____ PROVIDED MATERIAL

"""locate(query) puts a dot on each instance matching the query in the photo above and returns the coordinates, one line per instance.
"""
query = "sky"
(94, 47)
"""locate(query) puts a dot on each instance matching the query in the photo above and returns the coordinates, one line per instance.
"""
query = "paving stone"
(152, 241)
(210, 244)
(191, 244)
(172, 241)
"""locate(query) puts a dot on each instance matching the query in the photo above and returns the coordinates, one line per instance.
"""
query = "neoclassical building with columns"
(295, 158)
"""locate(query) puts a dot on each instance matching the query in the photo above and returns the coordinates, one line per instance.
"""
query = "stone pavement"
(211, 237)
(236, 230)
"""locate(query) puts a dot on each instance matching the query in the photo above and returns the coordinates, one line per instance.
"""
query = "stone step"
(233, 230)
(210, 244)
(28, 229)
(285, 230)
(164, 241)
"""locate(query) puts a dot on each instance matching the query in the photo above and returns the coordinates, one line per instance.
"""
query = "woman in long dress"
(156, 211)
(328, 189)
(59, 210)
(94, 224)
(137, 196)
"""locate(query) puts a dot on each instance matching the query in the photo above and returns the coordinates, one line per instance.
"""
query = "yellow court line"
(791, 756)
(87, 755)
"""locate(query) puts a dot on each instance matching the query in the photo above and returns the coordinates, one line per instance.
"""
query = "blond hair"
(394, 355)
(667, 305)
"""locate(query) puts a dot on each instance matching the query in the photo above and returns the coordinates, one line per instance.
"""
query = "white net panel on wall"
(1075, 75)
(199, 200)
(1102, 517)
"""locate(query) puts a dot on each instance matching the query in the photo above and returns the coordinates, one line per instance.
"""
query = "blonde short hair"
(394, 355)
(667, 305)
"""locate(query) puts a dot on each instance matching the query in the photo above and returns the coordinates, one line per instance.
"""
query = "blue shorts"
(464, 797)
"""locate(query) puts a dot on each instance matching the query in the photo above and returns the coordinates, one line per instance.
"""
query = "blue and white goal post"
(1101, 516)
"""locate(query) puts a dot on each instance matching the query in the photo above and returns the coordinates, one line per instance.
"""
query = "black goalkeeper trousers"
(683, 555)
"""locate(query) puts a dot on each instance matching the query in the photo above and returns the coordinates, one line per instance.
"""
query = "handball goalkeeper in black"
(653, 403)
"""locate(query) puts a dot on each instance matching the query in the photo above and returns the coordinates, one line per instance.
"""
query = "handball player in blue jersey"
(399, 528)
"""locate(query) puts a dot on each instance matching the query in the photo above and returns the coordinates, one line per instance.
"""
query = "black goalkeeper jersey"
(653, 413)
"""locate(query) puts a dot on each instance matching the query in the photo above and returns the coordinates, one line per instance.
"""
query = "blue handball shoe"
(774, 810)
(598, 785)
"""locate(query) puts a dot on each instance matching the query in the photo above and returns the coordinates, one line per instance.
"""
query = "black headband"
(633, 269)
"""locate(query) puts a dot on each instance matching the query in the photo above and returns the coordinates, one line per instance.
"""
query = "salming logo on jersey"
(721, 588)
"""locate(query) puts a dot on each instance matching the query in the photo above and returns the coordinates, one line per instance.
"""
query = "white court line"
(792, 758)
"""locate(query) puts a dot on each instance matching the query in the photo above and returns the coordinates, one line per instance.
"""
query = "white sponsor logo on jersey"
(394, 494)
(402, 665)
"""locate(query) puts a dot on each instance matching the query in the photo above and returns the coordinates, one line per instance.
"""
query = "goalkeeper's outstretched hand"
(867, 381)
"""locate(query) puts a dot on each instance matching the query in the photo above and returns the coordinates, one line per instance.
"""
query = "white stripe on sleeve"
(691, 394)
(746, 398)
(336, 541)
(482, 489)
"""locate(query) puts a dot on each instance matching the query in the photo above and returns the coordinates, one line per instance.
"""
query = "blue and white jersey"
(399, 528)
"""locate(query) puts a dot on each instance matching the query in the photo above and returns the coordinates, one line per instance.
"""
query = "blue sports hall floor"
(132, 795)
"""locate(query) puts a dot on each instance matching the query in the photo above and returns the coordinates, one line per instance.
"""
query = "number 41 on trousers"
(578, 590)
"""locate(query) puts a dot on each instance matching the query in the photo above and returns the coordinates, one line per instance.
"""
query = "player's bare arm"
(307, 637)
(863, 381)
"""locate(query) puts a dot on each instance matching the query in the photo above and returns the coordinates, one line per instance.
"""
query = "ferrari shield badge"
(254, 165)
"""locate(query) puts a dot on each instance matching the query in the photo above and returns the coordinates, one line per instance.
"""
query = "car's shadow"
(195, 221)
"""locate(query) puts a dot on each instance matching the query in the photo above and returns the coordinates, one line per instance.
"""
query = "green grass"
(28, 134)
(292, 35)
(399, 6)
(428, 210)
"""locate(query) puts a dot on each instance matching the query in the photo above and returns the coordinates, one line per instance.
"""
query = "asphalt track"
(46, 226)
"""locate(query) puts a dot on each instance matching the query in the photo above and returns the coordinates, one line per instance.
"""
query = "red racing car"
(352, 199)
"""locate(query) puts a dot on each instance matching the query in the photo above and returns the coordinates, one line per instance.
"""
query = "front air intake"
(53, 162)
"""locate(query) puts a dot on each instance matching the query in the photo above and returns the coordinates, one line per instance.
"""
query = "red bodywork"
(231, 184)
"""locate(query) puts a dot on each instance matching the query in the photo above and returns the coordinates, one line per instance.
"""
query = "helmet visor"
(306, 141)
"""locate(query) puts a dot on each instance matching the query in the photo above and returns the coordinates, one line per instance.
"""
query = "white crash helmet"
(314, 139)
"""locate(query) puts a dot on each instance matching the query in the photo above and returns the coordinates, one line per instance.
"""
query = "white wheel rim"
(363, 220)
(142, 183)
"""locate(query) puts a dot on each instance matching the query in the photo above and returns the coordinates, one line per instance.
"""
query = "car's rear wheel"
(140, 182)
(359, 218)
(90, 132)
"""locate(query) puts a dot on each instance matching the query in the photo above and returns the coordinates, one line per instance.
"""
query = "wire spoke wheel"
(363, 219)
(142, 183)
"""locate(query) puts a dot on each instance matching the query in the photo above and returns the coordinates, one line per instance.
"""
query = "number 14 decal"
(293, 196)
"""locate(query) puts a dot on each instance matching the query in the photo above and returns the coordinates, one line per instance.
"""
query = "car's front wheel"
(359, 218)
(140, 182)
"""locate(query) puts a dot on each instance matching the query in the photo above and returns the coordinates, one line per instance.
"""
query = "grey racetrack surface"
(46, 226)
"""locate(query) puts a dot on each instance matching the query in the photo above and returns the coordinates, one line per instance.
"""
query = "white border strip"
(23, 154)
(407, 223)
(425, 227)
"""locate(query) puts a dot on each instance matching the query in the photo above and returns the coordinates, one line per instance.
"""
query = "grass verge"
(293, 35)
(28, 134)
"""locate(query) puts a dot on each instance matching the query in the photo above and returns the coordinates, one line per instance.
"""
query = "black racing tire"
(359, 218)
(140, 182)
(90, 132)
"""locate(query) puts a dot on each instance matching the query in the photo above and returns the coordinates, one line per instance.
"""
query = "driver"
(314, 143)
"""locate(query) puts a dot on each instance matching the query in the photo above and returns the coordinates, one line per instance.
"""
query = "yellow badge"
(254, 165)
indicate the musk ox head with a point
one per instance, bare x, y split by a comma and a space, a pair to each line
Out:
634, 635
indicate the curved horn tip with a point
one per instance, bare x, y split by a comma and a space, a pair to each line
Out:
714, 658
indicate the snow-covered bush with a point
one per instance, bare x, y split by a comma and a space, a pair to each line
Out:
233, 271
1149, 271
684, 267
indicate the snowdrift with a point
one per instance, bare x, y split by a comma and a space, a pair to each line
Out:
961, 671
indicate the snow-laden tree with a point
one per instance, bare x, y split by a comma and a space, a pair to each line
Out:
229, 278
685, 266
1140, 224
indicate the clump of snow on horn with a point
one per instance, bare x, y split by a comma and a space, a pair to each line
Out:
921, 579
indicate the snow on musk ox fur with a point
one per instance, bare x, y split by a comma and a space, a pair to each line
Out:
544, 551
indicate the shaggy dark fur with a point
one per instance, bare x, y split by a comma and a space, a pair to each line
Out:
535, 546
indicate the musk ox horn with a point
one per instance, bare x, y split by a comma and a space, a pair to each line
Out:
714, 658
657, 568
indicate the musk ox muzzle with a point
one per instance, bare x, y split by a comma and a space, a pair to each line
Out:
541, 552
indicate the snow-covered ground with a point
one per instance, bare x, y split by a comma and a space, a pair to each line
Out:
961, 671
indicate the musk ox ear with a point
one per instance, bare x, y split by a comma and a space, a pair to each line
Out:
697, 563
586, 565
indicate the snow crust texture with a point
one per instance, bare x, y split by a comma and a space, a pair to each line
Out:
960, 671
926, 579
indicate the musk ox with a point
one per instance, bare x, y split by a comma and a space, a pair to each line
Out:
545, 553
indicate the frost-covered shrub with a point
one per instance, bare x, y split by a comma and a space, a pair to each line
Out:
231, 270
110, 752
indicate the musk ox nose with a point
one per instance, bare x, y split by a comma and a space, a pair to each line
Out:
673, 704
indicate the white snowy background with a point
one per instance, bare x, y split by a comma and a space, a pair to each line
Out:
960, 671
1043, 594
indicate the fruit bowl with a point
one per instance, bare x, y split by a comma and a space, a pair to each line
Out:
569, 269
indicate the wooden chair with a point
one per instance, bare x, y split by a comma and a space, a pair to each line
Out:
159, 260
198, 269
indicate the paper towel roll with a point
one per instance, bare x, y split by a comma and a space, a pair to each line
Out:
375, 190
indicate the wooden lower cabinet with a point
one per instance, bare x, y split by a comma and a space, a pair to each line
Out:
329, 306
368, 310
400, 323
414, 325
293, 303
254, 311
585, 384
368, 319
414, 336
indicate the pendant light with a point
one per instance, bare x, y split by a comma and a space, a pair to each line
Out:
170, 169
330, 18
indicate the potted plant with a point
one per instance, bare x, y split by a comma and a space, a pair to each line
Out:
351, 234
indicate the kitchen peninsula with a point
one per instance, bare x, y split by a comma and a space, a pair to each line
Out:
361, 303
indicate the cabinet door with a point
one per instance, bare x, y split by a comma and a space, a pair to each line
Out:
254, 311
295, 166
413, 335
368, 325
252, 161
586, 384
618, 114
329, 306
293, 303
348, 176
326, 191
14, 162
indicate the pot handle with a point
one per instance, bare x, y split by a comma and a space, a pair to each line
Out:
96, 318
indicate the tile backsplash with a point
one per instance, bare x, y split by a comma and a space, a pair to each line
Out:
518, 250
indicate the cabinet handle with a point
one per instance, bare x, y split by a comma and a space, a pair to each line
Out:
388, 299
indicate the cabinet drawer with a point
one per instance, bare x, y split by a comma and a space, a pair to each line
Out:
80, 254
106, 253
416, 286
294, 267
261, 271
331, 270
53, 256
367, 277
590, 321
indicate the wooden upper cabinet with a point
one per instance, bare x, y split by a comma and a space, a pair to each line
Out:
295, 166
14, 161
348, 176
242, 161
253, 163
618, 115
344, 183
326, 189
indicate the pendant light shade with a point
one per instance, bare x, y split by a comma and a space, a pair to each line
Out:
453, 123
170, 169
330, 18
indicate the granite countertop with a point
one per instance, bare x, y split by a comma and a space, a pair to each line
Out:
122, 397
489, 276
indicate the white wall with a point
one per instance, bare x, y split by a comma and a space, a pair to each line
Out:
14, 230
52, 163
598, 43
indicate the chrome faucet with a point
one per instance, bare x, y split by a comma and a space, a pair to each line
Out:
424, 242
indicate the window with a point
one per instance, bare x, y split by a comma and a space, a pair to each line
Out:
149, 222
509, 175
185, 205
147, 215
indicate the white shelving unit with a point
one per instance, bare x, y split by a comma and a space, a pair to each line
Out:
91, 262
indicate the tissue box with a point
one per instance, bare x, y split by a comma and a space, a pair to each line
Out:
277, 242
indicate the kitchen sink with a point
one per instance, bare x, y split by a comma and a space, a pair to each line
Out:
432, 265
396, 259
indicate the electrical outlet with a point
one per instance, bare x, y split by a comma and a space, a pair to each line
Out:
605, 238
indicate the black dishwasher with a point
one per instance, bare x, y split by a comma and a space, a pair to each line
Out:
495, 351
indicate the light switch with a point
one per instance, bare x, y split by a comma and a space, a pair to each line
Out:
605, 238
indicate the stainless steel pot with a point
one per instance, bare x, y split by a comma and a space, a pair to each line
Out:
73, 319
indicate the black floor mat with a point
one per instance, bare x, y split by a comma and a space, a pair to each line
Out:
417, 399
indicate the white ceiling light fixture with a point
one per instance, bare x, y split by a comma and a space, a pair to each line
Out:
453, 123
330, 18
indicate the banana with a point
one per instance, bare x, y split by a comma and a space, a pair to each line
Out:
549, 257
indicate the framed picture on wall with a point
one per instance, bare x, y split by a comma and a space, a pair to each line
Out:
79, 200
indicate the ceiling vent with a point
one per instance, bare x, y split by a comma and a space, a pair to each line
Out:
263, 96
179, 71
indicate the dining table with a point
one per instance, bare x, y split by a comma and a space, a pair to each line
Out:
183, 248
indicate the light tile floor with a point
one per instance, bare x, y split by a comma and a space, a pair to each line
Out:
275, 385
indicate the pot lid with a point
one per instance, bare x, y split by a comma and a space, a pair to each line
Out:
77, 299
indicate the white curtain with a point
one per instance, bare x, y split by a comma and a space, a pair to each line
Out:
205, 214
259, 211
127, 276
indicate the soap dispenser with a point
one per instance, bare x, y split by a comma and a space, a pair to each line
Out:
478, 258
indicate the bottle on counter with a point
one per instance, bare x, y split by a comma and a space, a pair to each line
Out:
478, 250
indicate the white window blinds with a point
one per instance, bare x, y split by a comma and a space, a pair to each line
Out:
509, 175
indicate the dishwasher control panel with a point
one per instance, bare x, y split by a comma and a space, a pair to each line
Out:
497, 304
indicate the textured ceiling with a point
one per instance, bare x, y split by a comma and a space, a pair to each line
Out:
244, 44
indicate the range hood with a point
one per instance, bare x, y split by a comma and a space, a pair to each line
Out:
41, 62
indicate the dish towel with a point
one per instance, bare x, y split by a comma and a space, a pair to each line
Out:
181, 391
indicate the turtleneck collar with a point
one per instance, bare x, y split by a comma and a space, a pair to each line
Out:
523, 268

________

* [WHAT YOU ARE ASKED TO DO]:
In the entries above, which lines hold the word "ceiling"? Copy them out.

* [EXPECTED ANSWER]:
indicate the white ceiling light fixture with a point
indicate the ceiling vent with a point
indicate the textured ceiling with a point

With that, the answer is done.